**** SUPPLIED INFORMATION ****
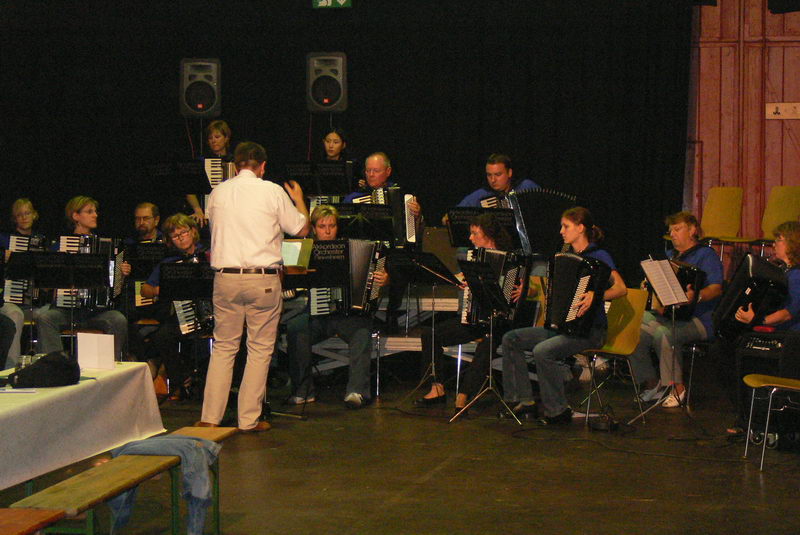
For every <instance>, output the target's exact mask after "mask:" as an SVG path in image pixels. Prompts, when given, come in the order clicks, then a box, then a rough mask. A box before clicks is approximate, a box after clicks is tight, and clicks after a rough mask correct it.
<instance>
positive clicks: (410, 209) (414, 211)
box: [406, 197, 422, 217]
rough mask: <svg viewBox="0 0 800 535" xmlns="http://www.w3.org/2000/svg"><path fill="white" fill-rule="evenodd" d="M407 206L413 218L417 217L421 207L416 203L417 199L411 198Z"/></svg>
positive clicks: (407, 204) (416, 198) (418, 215)
mask: <svg viewBox="0 0 800 535" xmlns="http://www.w3.org/2000/svg"><path fill="white" fill-rule="evenodd" d="M406 206H408V210H409V211H410V212H411V213H412V214H413V215H414V217H419V213H420V212H421V211H422V207H421V206H420V205H419V203H418V202H417V198H416V197H413V198H412V199H411V200H410V201H408V202H407V203H406Z"/></svg>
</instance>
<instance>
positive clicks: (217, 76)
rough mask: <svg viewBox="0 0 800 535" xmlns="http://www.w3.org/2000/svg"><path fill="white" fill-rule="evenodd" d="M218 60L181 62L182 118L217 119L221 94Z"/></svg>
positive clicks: (206, 60) (181, 98) (198, 60)
mask: <svg viewBox="0 0 800 535" xmlns="http://www.w3.org/2000/svg"><path fill="white" fill-rule="evenodd" d="M219 74H220V64H219V59H216V58H208V59H196V58H183V59H182V60H181V94H180V110H181V115H183V116H184V117H188V118H192V117H219V114H220V112H221V111H222V108H221V102H220V101H221V95H222V94H221V93H220V85H219V81H220V78H219Z"/></svg>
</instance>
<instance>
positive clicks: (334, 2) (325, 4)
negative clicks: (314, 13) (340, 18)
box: [311, 0, 353, 9]
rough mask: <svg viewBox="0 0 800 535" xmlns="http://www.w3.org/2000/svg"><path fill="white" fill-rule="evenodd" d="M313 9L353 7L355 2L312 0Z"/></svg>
mask: <svg viewBox="0 0 800 535" xmlns="http://www.w3.org/2000/svg"><path fill="white" fill-rule="evenodd" d="M311 7H313V8H314V9H335V8H340V7H353V0H311Z"/></svg>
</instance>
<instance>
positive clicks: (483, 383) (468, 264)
mask: <svg viewBox="0 0 800 535" xmlns="http://www.w3.org/2000/svg"><path fill="white" fill-rule="evenodd" d="M458 265H459V266H460V267H461V272H462V273H463V274H464V278H465V279H466V281H467V285H468V286H469V289H470V292H471V293H472V300H473V301H475V302H477V304H478V306H479V307H480V308H481V309H482V310H489V311H491V313H490V314H489V359H488V361H489V370H488V373H487V375H486V380H485V381H484V382H483V385H482V388H481V390H480V391H479V392H478V394H477V395H476V396H475V397H473V398H472V399H471V400H470V401H469V403H467V404H466V405H465V406H464V408H463V409H461V410H460V411H458V412H457V413H456V414H454V415H453V417H452V418H450V423H453V422H454V421H456V419H458V417H460V416H461V415H462V414H464V413H465V412H467V411H468V410H469V408H470V407H472V406H473V405H474V404H475V403H476V402H477V401H478V400H479V399H480V398H481V397H482V396H483V395H484V394H487V393H492V394H494V395H495V396H496V397H497V399H498V400H499V401H500V403H501V404H502V405H503V407H504V408H505V409H506V411H508V414H510V415H511V416H512V417H513V418H514V420H516V422H517V423H518V424H519V425H522V422H521V421H520V420H519V418H517V415H516V414H514V411H512V410H511V407H509V406H508V404H507V403H506V402H505V401H504V400H503V396H501V395H500V393H499V392H498V391H497V389H496V388H495V386H494V374H493V373H492V357H493V351H492V350H493V349H494V319H495V318H496V317H504V316H505V317H507V316H508V313H509V311H510V307H509V306H508V302H506V299H505V297H504V296H503V290H502V289H501V288H500V285H499V284H498V283H497V273H495V271H494V270H493V269H492V266H491V265H490V264H489V263H488V262H471V261H464V260H459V261H458Z"/></svg>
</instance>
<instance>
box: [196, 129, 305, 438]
mask: <svg viewBox="0 0 800 535" xmlns="http://www.w3.org/2000/svg"><path fill="white" fill-rule="evenodd" d="M234 163H235V164H236V169H237V171H238V174H237V175H236V176H235V177H233V178H231V179H229V180H227V181H226V182H223V183H222V184H220V185H219V186H217V187H216V188H214V191H213V192H212V193H211V196H210V198H209V201H208V207H207V210H206V214H207V216H208V219H209V222H210V225H211V251H212V252H211V267H212V268H214V270H215V271H216V274H215V275H214V321H215V325H214V339H215V342H214V349H213V351H212V353H211V361H210V363H209V366H208V375H207V378H206V387H205V394H204V399H203V412H202V416H201V421H200V422H198V423H197V425H199V426H202V427H215V426H218V425H219V423H220V421H222V417H223V415H224V413H225V407H226V405H227V402H228V392H229V391H230V386H231V377H232V374H233V362H234V359H235V357H236V352H237V351H238V349H239V341H240V339H241V336H242V330H243V328H244V326H245V325H247V364H246V365H245V370H244V377H243V378H242V384H241V386H240V387H239V400H238V406H239V411H238V427H239V430H240V431H243V432H258V431H266V430H267V429H269V428H270V425H269V423H267V422H263V421H259V416H260V415H261V404H262V402H263V400H264V395H265V393H266V383H267V373H268V371H269V363H270V359H271V358H272V350H273V347H274V345H275V336H276V334H277V330H278V322H279V320H280V315H281V304H282V301H281V277H280V275H281V270H282V267H283V266H282V265H281V244H282V242H283V233H284V232H285V233H287V234H290V235H294V236H301V237H302V236H305V235H306V234H308V232H309V229H310V225H309V219H308V209H307V208H306V204H305V201H304V199H303V191H302V189H301V188H300V186H299V185H298V184H297V183H296V182H294V181H291V182H288V183H286V184H285V185H284V188H285V190H286V191H285V192H284V191H283V189H281V187H280V186H278V185H277V184H274V183H272V182H266V181H264V180H262V177H263V176H264V169H265V167H266V163H267V154H266V151H265V150H264V147H262V146H261V145H259V144H257V143H253V142H243V143H240V144H239V145H237V147H236V150H235V151H234ZM287 193H288V196H287V195H286V194H287ZM290 197H291V201H290ZM292 202H294V205H293V204H292Z"/></svg>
****
WHAT THE TASK REQUIRES:
Transcribe the lines above between the line holding "box: [406, 197, 422, 217]" and the line holding "206L413 218L417 217L421", inclusive, exactly as they stand and with nothing added.

RESULT FOR THIS EXERCISE:
box: [406, 197, 422, 217]
rough mask: <svg viewBox="0 0 800 535" xmlns="http://www.w3.org/2000/svg"><path fill="white" fill-rule="evenodd" d="M407 206L413 218L417 217L421 207L416 203L417 199L411 198Z"/></svg>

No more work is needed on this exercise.